Information shown: Begin
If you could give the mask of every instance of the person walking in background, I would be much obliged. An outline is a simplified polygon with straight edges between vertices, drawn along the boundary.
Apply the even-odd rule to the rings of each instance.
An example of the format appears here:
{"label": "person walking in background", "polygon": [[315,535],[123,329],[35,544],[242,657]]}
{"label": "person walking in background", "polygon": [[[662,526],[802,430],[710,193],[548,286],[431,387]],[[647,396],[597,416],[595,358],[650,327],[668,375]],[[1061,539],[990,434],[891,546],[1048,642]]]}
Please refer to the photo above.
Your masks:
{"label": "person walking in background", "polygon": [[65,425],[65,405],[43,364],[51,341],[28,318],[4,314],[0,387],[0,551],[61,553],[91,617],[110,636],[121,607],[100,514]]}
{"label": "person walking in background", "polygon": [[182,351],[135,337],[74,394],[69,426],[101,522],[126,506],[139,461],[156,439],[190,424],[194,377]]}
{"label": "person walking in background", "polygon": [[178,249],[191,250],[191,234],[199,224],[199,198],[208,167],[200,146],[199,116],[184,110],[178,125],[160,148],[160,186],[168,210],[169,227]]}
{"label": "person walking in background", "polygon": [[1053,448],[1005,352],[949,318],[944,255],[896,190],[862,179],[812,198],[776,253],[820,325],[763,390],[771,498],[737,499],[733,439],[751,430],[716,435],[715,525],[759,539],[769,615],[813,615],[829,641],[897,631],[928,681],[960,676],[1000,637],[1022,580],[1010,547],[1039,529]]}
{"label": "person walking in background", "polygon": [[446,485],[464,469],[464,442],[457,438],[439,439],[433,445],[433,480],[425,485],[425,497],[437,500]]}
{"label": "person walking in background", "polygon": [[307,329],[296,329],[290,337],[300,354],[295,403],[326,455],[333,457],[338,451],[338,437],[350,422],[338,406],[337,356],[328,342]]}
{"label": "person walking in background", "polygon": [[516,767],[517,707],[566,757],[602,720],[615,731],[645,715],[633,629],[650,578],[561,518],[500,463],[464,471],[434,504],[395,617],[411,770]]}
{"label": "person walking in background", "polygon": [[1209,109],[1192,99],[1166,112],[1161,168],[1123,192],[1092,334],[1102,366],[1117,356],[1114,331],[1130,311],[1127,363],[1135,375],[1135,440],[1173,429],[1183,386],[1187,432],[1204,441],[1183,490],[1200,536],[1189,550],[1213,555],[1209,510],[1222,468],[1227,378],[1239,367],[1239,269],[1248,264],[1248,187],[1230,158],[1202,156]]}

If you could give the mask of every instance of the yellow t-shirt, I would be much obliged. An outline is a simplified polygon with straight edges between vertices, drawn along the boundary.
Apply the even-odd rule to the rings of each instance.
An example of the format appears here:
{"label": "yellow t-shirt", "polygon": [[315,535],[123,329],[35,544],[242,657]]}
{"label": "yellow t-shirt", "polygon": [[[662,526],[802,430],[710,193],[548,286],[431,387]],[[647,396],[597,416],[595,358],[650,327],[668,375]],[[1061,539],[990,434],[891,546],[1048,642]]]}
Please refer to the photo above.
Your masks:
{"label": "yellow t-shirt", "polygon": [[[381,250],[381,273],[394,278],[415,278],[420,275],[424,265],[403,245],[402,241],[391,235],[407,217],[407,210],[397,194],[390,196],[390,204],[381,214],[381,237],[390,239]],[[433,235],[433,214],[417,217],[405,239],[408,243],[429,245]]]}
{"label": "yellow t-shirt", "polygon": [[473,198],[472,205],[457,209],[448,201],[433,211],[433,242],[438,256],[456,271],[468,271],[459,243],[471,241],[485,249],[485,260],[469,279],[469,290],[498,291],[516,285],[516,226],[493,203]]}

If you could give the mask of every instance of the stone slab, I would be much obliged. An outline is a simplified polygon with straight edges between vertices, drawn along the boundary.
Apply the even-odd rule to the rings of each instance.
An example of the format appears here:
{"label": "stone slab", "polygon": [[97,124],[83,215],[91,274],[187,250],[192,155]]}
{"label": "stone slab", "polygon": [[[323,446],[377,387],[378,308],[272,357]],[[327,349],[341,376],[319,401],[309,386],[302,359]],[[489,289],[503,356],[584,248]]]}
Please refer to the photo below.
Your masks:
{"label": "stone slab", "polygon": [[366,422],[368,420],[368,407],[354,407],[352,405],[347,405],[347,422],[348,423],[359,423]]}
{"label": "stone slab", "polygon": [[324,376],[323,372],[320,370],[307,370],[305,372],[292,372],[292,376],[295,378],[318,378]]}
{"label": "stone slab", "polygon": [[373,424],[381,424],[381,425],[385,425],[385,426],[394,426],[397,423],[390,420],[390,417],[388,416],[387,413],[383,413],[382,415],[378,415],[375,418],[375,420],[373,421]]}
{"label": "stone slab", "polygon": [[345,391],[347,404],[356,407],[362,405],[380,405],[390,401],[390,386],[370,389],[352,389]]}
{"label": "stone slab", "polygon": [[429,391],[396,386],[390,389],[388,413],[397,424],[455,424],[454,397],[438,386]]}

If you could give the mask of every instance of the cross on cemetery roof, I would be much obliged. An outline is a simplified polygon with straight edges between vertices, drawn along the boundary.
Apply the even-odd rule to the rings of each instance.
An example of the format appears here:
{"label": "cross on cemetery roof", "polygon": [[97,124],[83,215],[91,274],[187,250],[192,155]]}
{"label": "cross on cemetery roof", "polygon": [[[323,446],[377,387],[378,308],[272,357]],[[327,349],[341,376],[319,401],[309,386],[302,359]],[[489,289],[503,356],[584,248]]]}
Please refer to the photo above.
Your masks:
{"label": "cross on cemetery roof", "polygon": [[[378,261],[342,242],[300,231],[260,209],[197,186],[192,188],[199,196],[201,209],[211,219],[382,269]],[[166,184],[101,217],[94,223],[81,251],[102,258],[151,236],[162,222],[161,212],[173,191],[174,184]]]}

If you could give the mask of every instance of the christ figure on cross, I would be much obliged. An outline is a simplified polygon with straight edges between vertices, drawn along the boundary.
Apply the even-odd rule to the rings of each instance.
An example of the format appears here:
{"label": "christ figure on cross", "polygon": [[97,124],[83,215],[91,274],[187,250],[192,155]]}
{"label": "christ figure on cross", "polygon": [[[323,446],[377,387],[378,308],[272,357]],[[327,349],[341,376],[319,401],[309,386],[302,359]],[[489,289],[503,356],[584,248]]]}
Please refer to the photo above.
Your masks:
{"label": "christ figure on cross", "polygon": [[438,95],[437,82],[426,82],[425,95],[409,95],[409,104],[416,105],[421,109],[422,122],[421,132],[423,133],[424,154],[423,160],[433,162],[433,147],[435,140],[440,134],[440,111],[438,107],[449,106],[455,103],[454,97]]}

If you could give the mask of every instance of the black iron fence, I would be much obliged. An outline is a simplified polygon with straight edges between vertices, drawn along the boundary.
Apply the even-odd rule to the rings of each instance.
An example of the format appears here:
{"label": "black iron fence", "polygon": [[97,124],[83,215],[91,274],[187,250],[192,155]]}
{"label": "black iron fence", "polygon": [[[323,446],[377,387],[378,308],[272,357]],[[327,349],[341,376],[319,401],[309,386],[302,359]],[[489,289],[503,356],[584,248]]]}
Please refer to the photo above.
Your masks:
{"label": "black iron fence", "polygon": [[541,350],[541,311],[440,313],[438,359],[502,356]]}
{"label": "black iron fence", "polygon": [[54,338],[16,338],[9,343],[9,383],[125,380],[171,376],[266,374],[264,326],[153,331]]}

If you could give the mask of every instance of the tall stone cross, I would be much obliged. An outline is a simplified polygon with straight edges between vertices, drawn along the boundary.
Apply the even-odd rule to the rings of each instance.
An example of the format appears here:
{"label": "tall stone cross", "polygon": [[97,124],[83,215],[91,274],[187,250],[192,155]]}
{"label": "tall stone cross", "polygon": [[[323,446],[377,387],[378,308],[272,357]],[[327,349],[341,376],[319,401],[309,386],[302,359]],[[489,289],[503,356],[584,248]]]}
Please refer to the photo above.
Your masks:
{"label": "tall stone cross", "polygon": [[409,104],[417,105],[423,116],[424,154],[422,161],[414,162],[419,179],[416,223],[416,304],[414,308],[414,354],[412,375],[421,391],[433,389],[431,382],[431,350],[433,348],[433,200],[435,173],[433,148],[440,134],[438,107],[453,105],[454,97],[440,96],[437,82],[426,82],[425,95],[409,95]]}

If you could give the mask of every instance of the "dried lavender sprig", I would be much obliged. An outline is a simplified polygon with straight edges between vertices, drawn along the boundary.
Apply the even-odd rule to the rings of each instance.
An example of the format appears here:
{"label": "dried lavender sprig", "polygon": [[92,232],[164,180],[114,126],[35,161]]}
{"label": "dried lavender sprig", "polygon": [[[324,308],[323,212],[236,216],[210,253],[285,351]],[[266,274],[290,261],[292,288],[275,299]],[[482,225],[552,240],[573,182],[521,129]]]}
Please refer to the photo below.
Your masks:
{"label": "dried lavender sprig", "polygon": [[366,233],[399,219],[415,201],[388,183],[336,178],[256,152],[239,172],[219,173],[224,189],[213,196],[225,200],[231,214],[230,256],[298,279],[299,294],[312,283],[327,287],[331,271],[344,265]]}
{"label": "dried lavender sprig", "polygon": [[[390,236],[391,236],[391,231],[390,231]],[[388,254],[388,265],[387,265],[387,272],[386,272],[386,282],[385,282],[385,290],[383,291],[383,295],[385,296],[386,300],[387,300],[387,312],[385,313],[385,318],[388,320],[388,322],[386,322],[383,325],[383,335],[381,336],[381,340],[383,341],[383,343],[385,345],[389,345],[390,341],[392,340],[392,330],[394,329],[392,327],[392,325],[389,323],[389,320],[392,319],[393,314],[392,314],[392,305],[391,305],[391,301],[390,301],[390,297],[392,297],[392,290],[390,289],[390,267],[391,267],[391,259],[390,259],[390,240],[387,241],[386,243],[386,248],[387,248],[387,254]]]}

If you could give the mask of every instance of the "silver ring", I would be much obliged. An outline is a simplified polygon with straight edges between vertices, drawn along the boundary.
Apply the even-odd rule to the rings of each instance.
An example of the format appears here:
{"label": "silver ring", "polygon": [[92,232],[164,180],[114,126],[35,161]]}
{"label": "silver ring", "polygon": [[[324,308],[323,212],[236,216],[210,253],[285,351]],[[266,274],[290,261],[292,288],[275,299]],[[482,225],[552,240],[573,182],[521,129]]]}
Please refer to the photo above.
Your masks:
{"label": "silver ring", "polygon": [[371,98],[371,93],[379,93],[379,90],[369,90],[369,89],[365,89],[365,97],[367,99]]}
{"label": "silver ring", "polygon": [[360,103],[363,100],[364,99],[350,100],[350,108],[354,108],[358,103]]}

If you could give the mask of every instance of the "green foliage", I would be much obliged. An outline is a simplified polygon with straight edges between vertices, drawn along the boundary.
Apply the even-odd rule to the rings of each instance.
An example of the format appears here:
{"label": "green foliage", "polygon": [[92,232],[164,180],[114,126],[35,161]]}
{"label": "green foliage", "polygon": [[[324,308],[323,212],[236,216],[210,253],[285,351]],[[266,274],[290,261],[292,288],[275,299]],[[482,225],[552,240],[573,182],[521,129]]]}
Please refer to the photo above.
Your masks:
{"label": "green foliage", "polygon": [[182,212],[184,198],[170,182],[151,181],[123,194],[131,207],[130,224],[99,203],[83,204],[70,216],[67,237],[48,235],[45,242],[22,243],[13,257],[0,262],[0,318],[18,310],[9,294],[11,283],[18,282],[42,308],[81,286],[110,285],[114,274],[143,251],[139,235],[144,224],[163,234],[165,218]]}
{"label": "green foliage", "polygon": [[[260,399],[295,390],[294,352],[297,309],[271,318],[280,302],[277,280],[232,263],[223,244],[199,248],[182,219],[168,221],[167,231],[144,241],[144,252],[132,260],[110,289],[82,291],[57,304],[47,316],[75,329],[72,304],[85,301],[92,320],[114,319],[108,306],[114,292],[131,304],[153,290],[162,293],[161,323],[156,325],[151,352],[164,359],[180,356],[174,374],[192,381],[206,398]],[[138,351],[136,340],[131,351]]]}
Information shown: End
Problem details —
Return, from the entries, each line that holds "every".

Answer to the exercise —
If you could give the mask of every instance of the person walking in background, I would be much obliged. An outline is a simplified polygon with straight edges between vertices, drawn along the boundary.
If you could give the mask of every instance of the yellow t-shirt, I would be much obliged. An outline is a simplified polygon with straight edges between vertices, drawn along the boundary.
If you could give the mask of every instance of the stone slab, I would be much obliged. An outline is a simplified polygon with straight edges between vertices, drawn along the boundary.
If you could give the mask of every instance of the cross on cemetery roof, I would be much obliged. An outline is a simplified polygon with straight edges between vertices, drawn along the boundary.
If you could give the mask of every instance of the christ figure on cross, I would be much obliged. An outline is a simplified polygon with straight edges between vertices, drawn along the boundary.
If you could give the mask of every instance of the black iron fence, I would be much obliged. An outline is a simplified polygon with straight edges between vertices, drawn along the boundary.
If you could give the mask of every instance of the tall stone cross, I would be much obliged. An outline is a simplified polygon with straight edges between vertices, drawn along the boundary.
If you could give the mask of every instance of the "dried lavender sprig", I would be much obliged. An outline is a simplified polygon with straight edges between vertices, drawn along the boundary.
If you could give the mask of every instance of the "silver ring", I would be much obliged. An outline is a simplified polygon with straight edges between vertices, drawn along the boundary.
If you could give the mask of every instance of the "green foliage", I would be much obliged. An outline is a simplified polygon with straight edges between vertices, drawn along the boundary.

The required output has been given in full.